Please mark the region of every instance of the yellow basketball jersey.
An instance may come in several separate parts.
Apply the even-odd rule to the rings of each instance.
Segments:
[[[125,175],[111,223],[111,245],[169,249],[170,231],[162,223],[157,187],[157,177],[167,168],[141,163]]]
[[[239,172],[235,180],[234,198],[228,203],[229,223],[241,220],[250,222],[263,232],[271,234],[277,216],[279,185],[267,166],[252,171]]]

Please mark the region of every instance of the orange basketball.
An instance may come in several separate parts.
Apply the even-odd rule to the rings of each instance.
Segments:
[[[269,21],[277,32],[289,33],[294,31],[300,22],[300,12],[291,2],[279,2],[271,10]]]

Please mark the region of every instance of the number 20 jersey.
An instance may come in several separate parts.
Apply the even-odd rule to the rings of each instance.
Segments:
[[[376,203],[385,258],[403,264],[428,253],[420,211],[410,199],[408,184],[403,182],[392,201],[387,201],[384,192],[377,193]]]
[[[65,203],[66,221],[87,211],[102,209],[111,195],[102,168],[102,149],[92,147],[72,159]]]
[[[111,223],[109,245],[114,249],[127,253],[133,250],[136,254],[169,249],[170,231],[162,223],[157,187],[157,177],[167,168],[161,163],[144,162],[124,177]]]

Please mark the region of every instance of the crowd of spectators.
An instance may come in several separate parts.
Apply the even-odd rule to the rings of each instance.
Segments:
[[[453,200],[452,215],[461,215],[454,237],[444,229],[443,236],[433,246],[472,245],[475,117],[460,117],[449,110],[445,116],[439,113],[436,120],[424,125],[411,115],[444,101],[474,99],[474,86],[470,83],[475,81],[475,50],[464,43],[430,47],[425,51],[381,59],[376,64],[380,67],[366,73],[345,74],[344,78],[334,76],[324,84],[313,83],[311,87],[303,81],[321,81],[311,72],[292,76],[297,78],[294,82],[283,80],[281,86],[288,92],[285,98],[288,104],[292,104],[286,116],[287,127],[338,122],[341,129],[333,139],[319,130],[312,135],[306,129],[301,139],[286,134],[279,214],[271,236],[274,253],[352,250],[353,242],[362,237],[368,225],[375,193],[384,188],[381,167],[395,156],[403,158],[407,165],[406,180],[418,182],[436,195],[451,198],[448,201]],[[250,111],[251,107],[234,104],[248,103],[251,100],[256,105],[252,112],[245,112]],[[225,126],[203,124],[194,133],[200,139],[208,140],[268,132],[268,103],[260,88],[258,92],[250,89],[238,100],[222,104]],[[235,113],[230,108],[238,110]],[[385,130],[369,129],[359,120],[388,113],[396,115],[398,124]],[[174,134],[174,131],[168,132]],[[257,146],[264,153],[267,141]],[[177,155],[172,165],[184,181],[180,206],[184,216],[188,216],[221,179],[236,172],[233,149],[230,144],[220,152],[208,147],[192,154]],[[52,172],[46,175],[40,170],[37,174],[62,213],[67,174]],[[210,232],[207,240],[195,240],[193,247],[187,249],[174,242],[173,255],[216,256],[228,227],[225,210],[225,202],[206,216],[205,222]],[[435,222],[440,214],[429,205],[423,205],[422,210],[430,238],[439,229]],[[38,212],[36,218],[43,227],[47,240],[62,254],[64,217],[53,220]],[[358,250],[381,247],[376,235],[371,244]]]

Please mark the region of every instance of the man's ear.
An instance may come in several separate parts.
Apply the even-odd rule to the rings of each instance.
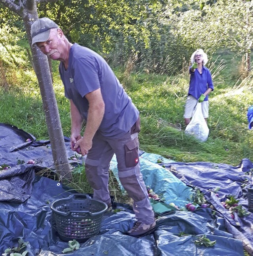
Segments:
[[[63,38],[63,36],[64,35],[63,32],[60,29],[58,29],[57,32],[58,35],[60,36],[60,37],[61,38]]]

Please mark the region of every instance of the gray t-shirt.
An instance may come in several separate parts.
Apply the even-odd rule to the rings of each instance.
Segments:
[[[89,102],[85,95],[101,88],[105,109],[99,130],[104,136],[119,138],[137,120],[139,111],[106,61],[93,51],[77,44],[70,48],[68,67],[59,66],[65,96],[72,99],[87,120]]]

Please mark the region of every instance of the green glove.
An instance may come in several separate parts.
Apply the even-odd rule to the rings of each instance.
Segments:
[[[196,62],[194,62],[193,65],[191,66],[191,68],[195,69],[198,67],[198,63]]]
[[[206,96],[203,94],[202,94],[200,95],[200,97],[198,98],[198,101],[199,102],[202,102],[204,99],[205,99],[205,98],[206,97]]]

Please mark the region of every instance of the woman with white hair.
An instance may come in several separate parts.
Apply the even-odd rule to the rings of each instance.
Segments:
[[[202,113],[207,123],[208,94],[213,90],[211,73],[205,66],[208,61],[207,55],[202,49],[198,49],[192,55],[191,60],[190,86],[183,116],[186,125],[190,122],[194,107],[198,102],[202,103]]]

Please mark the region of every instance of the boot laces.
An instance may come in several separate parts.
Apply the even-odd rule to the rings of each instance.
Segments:
[[[141,227],[141,225],[142,222],[136,222],[132,228],[133,231],[138,230]]]

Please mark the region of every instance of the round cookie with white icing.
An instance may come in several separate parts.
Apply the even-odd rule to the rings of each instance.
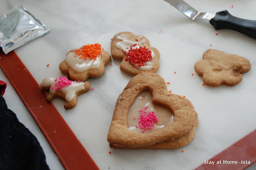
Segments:
[[[118,97],[107,140],[113,148],[176,148],[194,139],[198,123],[188,100],[168,92],[158,74],[143,73]]]
[[[159,69],[159,51],[150,47],[144,36],[127,32],[119,33],[112,39],[110,47],[112,57],[122,60],[120,69],[128,74],[156,73]]]
[[[84,81],[102,75],[111,60],[109,53],[100,44],[87,44],[68,51],[59,68],[70,79]]]
[[[78,82],[69,80],[65,77],[58,78],[49,77],[42,81],[39,85],[40,89],[50,91],[46,98],[50,102],[56,97],[66,101],[64,107],[66,110],[72,109],[76,105],[77,96],[90,90],[89,81]]]

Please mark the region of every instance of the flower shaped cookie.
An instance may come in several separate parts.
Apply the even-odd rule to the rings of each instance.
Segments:
[[[65,77],[60,77],[58,79],[53,77],[46,78],[39,87],[43,90],[50,90],[46,98],[48,102],[52,101],[56,97],[65,100],[64,107],[66,110],[74,107],[76,105],[77,96],[90,89],[89,81],[72,81]]]
[[[234,54],[227,54],[214,49],[208,49],[203,54],[203,59],[195,63],[195,70],[209,86],[221,84],[233,86],[239,84],[242,74],[251,68],[249,60]]]
[[[130,32],[120,32],[114,37],[111,44],[113,58],[122,60],[120,69],[134,76],[144,72],[156,73],[159,68],[160,53],[150,47],[146,37]]]
[[[59,66],[61,72],[72,80],[84,81],[102,75],[111,58],[100,44],[87,44],[68,52]]]
[[[147,110],[149,107],[146,107],[143,108],[146,111],[139,113],[140,117],[138,117],[137,120],[139,121],[136,127],[145,130],[142,128],[142,133],[135,132],[128,128],[129,111],[136,97],[147,91],[152,95],[152,103],[172,112],[173,119],[165,128],[146,133],[145,132],[154,128],[153,127],[156,126],[160,115],[160,113],[150,113]],[[136,119],[134,117],[134,119]],[[108,131],[108,141],[110,147],[114,148],[178,148],[193,140],[198,123],[197,113],[189,101],[169,92],[164,80],[157,73],[143,73],[132,78],[118,97]]]

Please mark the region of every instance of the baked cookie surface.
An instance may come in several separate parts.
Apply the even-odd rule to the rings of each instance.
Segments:
[[[170,111],[173,114],[173,119],[170,125],[157,131],[138,133],[128,129],[127,116],[136,97],[147,91],[152,95],[152,103]],[[138,113],[138,120],[141,120],[139,119],[140,115],[141,117],[148,116],[145,113]],[[145,128],[146,131],[150,130],[146,130],[146,124],[148,123],[144,123],[140,125],[138,122],[138,128],[142,125],[142,130]],[[156,125],[153,122],[151,123]],[[164,80],[157,73],[143,73],[133,77],[119,96],[116,103],[108,141],[110,147],[114,148],[178,148],[193,140],[198,123],[197,113],[189,101],[169,92]]]
[[[242,57],[209,49],[204,53],[202,59],[196,62],[194,67],[206,85],[233,86],[242,81],[242,74],[250,70],[251,65],[248,59]]]
[[[110,61],[109,53],[98,44],[86,45],[68,51],[59,65],[61,72],[72,80],[84,81],[102,75]]]
[[[120,32],[112,38],[110,47],[112,57],[122,60],[120,69],[128,74],[156,73],[159,68],[160,53],[150,46],[149,41],[144,36]]]
[[[64,107],[66,110],[74,108],[76,105],[77,96],[90,90],[88,81],[77,82],[69,80],[65,77],[59,78],[49,77],[44,79],[39,85],[44,90],[50,91],[46,98],[48,102],[56,97],[66,101]]]

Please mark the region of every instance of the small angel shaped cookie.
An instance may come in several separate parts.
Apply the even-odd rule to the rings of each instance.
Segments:
[[[156,73],[159,68],[159,51],[150,46],[145,37],[124,32],[115,35],[111,44],[113,58],[122,60],[120,69],[134,76],[144,72]]]
[[[46,78],[40,84],[39,87],[44,90],[50,90],[50,93],[46,98],[48,102],[56,97],[65,100],[64,107],[66,110],[74,107],[76,105],[77,96],[90,90],[88,81],[73,81],[65,77],[60,77],[58,79],[53,77]]]
[[[203,59],[195,63],[194,68],[206,85],[234,86],[242,81],[242,74],[250,70],[251,64],[242,57],[209,49],[204,53]]]
[[[98,43],[87,44],[70,51],[59,65],[61,72],[72,80],[84,81],[102,75],[111,58]]]

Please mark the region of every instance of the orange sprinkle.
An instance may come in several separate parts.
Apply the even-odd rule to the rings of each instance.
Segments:
[[[83,45],[80,49],[76,50],[75,53],[79,56],[79,58],[83,57],[85,59],[87,59],[87,57],[89,57],[91,60],[95,60],[102,54],[102,52],[101,51],[100,44],[97,43]]]

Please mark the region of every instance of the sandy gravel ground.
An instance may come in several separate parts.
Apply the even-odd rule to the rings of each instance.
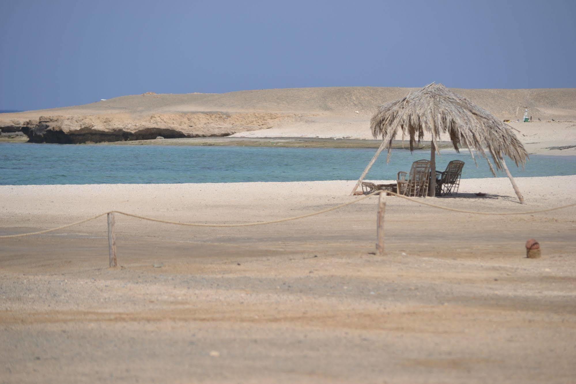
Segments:
[[[576,202],[576,176],[517,182],[526,205],[505,178],[425,201]],[[112,209],[267,220],[358,199],[353,184],[3,186],[0,234]],[[112,269],[104,218],[0,239],[0,382],[574,382],[576,208],[389,197],[377,256],[376,204],[234,228],[119,216]]]

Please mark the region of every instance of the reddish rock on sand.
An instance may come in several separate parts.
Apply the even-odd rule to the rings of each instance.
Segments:
[[[540,257],[540,243],[535,239],[526,242],[526,257],[529,259],[537,259]]]

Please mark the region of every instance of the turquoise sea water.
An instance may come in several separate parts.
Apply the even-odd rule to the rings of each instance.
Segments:
[[[162,145],[61,145],[0,143],[0,185],[222,183],[358,179],[373,149],[283,148]],[[429,151],[382,153],[367,179],[393,180]],[[437,169],[466,163],[464,178],[491,177],[486,160],[444,151]],[[576,174],[576,156],[532,155],[525,170],[507,161],[516,176]],[[501,173],[501,177],[505,174]]]

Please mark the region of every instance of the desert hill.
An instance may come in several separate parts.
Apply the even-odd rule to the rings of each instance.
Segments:
[[[228,93],[145,94],[65,108],[0,115],[4,132],[31,141],[75,143],[166,138],[250,135],[358,137],[376,107],[417,88],[327,87]],[[521,119],[527,107],[537,121],[576,120],[576,89],[453,89],[502,119]],[[306,133],[306,127],[312,133]],[[301,134],[297,132],[301,131]],[[347,132],[351,132],[347,135]],[[328,135],[329,136],[330,135]],[[362,136],[362,135],[361,135]]]

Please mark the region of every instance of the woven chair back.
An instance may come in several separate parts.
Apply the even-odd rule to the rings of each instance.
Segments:
[[[454,184],[457,182],[462,174],[464,166],[464,162],[461,160],[452,160],[449,163],[442,175],[442,184]]]

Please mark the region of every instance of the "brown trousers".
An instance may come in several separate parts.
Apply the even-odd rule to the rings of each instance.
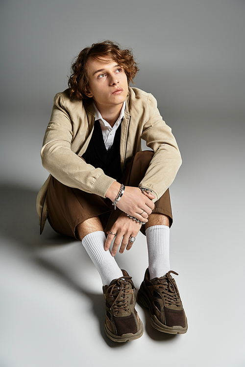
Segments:
[[[144,178],[153,152],[139,152],[132,159],[120,180],[125,186],[138,187]],[[86,219],[99,217],[106,235],[116,220],[122,213],[117,208],[114,210],[111,200],[95,194],[89,193],[77,188],[64,185],[51,176],[48,188],[47,202],[48,219],[51,227],[58,233],[76,237],[76,226]],[[170,218],[172,223],[169,191],[168,189],[155,203],[152,213],[160,213]],[[141,231],[145,234],[145,226]]]

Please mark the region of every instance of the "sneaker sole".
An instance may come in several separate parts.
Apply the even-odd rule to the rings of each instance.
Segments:
[[[142,336],[144,333],[144,326],[141,320],[140,320],[140,330],[136,334],[124,334],[123,335],[122,335],[122,336],[115,335],[110,331],[105,324],[104,325],[104,329],[106,336],[111,339],[111,340],[113,340],[113,342],[117,342],[118,343],[125,343],[125,342],[130,342],[131,340],[138,339]]]
[[[162,333],[173,334],[185,334],[187,331],[188,327],[187,322],[186,322],[186,327],[182,327],[182,326],[167,326],[166,325],[164,325],[163,323],[160,322],[153,313],[151,302],[148,299],[148,297],[144,295],[140,289],[138,291],[137,301],[138,303],[149,309],[150,324],[159,331],[161,331]]]

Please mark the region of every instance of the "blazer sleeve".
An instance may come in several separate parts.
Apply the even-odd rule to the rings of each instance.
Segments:
[[[154,156],[140,187],[153,191],[158,200],[172,183],[181,165],[180,153],[171,128],[166,125],[157,109],[155,98],[149,94],[148,110],[141,138],[151,148]]]
[[[82,120],[82,117],[84,120],[86,118],[85,112],[84,115]],[[43,165],[64,184],[105,197],[106,191],[115,180],[100,168],[87,164],[73,151],[73,135],[72,118],[62,95],[58,93],[54,97],[41,151]]]

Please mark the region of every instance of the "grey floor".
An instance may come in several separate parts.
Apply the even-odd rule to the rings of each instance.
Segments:
[[[245,367],[244,0],[9,0],[0,4],[0,367]],[[39,234],[40,151],[72,58],[112,39],[132,47],[183,164],[170,188],[171,264],[189,330],[117,344],[101,284],[77,241]],[[141,234],[120,266],[139,288]]]

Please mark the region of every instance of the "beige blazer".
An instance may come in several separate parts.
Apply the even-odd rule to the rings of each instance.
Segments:
[[[57,180],[102,197],[115,180],[100,168],[95,168],[80,158],[93,134],[95,112],[91,104],[71,99],[69,90],[58,93],[41,152],[43,166]],[[154,156],[140,187],[149,188],[156,201],[173,182],[181,164],[180,154],[171,129],[163,120],[157,102],[150,93],[129,87],[120,142],[122,170],[142,150],[141,139]],[[46,195],[49,177],[38,193],[37,211],[42,232],[47,216]],[[42,217],[42,220],[41,220]]]

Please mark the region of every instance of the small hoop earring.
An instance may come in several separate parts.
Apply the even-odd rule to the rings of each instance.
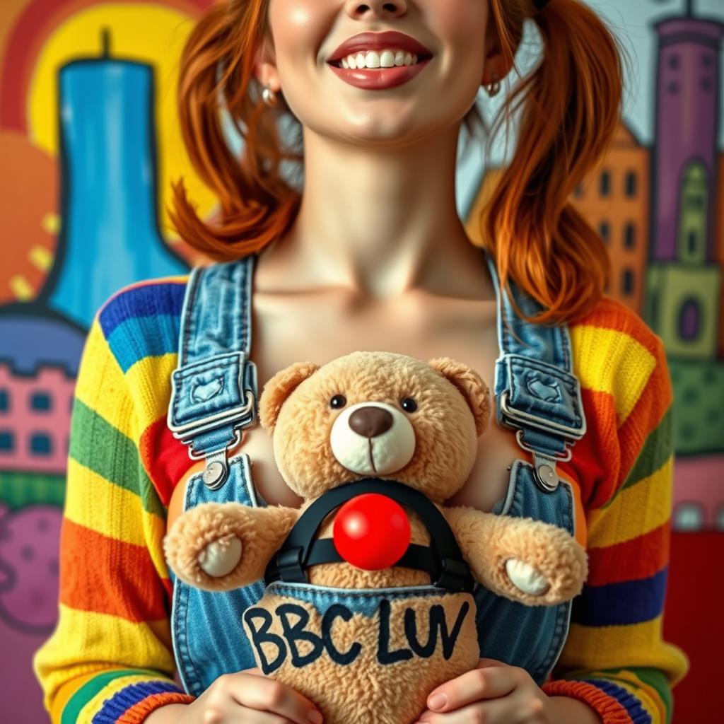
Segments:
[[[488,83],[485,86],[485,91],[487,94],[492,98],[493,96],[497,94],[497,92],[500,90],[500,81],[498,80],[498,77],[493,74],[492,83]]]
[[[269,83],[261,90],[261,99],[267,106],[277,105],[277,93],[272,90],[272,86]]]

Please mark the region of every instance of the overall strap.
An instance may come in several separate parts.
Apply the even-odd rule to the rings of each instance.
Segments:
[[[533,455],[536,481],[543,490],[558,484],[557,460],[586,433],[581,385],[573,374],[568,325],[531,324],[515,313],[500,288],[492,258],[484,249],[497,300],[500,355],[495,362],[497,423],[517,430],[518,445]],[[512,279],[518,307],[529,316],[543,308]],[[506,324],[507,321],[507,324]]]
[[[192,460],[206,458],[203,481],[212,489],[228,475],[227,450],[256,423],[256,367],[249,359],[255,261],[251,254],[195,268],[181,312],[167,423]]]

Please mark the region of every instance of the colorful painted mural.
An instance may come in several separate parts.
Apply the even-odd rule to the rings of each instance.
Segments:
[[[183,176],[200,211],[214,213],[175,109],[181,47],[212,1],[0,3],[0,714],[17,697],[17,724],[47,720],[30,659],[57,613],[86,332],[119,287],[201,260],[170,227],[172,180]],[[615,142],[572,200],[610,246],[608,292],[669,353],[675,526],[724,531],[724,6],[589,4],[634,51],[639,76]],[[497,172],[461,159],[461,216],[474,217]]]

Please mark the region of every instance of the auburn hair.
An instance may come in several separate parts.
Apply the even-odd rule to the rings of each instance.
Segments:
[[[593,308],[610,274],[602,239],[570,197],[613,138],[624,54],[603,20],[580,0],[550,0],[540,11],[533,0],[487,1],[504,67],[514,68],[521,80],[491,127],[476,104],[464,119],[471,136],[482,128],[489,158],[501,124],[519,116],[515,154],[478,219],[483,243],[501,285],[509,291],[513,279],[544,308],[532,318],[518,309],[523,316],[540,324],[571,321]],[[193,167],[219,206],[214,221],[200,219],[181,178],[172,184],[169,215],[182,238],[216,261],[259,251],[283,235],[301,201],[293,173],[282,173],[282,161],[298,164],[298,172],[303,167],[301,126],[281,93],[276,106],[264,103],[252,72],[267,6],[268,0],[212,5],[181,56],[182,134]],[[526,19],[537,27],[543,56],[522,77],[514,56]],[[285,141],[279,130],[282,116],[292,124]],[[240,158],[230,148],[224,122],[233,123],[244,140]]]

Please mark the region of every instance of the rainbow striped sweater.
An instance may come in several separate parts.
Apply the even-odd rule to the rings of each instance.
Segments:
[[[54,723],[135,724],[187,702],[174,681],[164,560],[167,507],[190,461],[166,424],[187,277],[111,297],[86,341],[72,412],[59,616],[34,668]],[[662,639],[668,561],[672,390],[661,340],[605,298],[570,327],[585,437],[560,466],[590,574],[551,695],[605,724],[671,720],[684,655]]]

§ **Requirements**
Copy everything from the line containing "Please mark the region of every instance of the rainbow" down to the end of the items, keeping every line unchanged.

§ **Result below**
Please mark the region of every instance of the rainbow striped sweater.
An instance may come in several separate parts.
Apply the even-odd rule to the rings of each instance.
Segments:
[[[54,723],[135,724],[187,702],[174,681],[164,560],[167,507],[190,461],[166,424],[187,277],[111,297],[86,341],[72,412],[59,616],[34,668]],[[662,639],[668,561],[672,390],[661,340],[605,298],[570,327],[585,437],[560,466],[590,574],[551,695],[605,724],[671,720],[684,655]]]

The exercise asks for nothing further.